Quoted passage =>
:::::

GELITA obtains its bioactive collagen peptides from a mixture of collagen types and, according to various preclinical trials, types I and II collagens have been shown to be nearly identical in terms of protein sequence (approx. 85%). The small difference has no influence on the bioactivity or cell stimulatory effect when broken down to the bioactive collagen peptides.
Compared with all other proteins, collagen displays a unique amino acid profile that results in a rare peptide chain structure. This structure seems to facilitate the transport of the bioactive peptides across the gut wall. It was once believed that proteins must be broken down to amino acids or di- and tri-peptides before being absorbed by the healthy gut. However, there is now evidence that certain high molecular weight peptides, and even small proteins, can penetrate the gut barrier intact (to some extent).
Suzane explains: “It is speculated that peptides that contain high concentrations of the amino acid proline seem to be more resistant to gut hydrolysis; proline forms very strong peptide bonds that are more resistant to the action of digestive enzymes. What’s unique about collagen is that it’s remarkably rich in proline — which comprises 25% of the total amino acids in collagen peptides, a high proportion not seen in any other protein source.”

:::::

Supplied records =>
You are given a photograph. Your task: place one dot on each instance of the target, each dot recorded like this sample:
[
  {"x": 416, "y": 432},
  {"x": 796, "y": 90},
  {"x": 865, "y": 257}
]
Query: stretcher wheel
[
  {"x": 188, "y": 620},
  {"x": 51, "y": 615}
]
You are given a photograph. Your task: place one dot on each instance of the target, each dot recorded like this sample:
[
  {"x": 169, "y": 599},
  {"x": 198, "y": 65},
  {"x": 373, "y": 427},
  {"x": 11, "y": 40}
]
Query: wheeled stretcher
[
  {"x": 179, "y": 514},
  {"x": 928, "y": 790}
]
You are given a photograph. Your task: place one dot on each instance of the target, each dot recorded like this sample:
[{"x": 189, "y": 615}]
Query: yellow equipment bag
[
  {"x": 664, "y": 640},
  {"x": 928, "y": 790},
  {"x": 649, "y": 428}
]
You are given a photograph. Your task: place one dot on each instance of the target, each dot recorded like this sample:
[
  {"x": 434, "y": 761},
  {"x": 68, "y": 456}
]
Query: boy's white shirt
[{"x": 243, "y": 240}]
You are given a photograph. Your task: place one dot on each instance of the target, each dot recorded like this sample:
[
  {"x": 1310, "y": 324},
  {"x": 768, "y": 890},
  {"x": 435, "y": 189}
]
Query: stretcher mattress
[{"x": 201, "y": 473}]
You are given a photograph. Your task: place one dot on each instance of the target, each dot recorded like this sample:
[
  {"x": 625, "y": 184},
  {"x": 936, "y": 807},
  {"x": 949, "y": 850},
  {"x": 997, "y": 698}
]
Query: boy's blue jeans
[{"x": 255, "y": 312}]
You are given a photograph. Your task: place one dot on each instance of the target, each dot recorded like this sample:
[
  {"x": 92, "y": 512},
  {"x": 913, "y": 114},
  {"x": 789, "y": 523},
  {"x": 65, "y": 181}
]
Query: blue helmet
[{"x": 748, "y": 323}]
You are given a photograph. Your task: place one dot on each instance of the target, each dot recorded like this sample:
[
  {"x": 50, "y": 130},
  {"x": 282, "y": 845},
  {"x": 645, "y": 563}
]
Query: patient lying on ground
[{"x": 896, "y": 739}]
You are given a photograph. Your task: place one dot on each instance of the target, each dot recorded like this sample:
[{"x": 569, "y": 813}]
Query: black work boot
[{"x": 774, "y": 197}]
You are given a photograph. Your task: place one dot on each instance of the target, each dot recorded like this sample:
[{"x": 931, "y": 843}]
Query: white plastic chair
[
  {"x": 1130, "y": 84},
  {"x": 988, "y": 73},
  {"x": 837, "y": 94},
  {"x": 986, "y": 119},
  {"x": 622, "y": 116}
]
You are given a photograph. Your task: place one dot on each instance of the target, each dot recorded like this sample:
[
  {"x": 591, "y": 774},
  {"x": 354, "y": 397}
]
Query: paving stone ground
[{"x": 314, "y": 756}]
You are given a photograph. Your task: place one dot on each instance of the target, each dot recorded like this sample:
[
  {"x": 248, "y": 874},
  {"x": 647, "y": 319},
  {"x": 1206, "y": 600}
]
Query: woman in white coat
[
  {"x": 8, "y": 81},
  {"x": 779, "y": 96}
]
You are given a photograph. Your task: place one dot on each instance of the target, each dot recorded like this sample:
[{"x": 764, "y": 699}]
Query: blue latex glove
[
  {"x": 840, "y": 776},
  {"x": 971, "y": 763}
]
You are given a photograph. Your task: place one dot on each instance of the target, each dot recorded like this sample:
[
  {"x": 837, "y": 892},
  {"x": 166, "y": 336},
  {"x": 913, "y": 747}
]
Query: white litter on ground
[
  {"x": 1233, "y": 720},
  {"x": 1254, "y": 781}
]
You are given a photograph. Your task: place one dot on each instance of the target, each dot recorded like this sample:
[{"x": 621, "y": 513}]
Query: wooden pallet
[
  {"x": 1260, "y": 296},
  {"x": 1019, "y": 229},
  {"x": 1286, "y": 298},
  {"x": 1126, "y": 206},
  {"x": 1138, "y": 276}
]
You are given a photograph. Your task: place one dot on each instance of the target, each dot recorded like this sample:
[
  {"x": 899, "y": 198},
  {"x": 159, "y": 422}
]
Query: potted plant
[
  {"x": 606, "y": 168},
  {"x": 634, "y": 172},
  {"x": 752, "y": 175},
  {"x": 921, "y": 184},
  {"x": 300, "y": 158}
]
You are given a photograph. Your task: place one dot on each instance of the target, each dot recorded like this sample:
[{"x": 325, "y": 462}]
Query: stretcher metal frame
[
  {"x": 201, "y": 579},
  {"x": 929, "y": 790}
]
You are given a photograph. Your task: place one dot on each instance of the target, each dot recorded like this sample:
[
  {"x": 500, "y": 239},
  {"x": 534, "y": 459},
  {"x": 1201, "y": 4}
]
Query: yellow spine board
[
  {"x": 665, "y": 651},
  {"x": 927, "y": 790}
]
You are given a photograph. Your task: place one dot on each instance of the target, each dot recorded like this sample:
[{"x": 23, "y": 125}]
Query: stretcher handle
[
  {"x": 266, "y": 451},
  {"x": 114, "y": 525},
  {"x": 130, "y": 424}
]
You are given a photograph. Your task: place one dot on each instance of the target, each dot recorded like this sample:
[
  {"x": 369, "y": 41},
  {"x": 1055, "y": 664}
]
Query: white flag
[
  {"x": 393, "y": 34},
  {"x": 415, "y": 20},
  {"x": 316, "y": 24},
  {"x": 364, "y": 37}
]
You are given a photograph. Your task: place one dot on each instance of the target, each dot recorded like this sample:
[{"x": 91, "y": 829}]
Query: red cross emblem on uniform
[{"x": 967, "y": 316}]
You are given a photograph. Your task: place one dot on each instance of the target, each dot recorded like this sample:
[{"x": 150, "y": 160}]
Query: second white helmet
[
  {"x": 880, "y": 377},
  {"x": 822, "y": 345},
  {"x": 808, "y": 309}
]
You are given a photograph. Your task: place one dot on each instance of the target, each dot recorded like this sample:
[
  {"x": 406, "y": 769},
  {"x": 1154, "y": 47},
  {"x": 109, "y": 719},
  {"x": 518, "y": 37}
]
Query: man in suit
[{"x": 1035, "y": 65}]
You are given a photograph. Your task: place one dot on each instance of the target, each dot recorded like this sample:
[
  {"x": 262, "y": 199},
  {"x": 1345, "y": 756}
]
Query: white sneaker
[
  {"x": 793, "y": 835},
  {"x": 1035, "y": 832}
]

:::::

Set of tasks =>
1) Reproduce the collagen text verbatim between "GELITA obtains its" and "(to some extent).", inclusive.
2) Turn the paragraph of the collagen text that opens with "Compared with all other proteins" into a short bulleted list that keeps its main facts.
3) According to the collagen text, why are peptides with high concentrations of proline thought to resist gut hydrolysis? Answer in one to three sentences.
The material comes from a different source than the collagen text.

Task-by-task answers =>
1)
GELITA obtains its bioactive collagen peptides from a mixture of collagen types and, according to various preclinical trials, types I and II collagens have been shown to be nearly identical in terms of protein sequence (approx. 85%). The small difference has no influence on the bioactivity or cell stimulatory effect when broken down to the bioactive collagen peptides.
Compared with all other proteins, collagen displays a unique amino acid profile that results in a rare peptide chain structure. This structure seems to facilitate the transport of the bioactive peptides across the gut wall. It was once believed that proteins must be broken down to amino acids or di- and tri-peptides before being absorbed by the healthy gut. However, there is now evidence that certain high molecular weight peptides, and even small proteins, can penetrate the gut barrier intact (to some extent).

2)
- Collagen's amino acid profile is unique among proteins and gives it a rare peptide chain structure.
- This structure seems to help bioactive peptides cross the gut wall.
- It was once thought that the healthy gut absorbs proteins only after they are broken down to amino acids or di- and tri-peptides.
- Evidence now shows that some high molecular weight peptides, and even small proteins, can pass through the gut barrier intact to some extent.

3) Proline forms very strong peptide bonds. These bonds hold up better against the action of digestive enzymes, so proline-rich peptides are speculated to resist gut hydrolysis.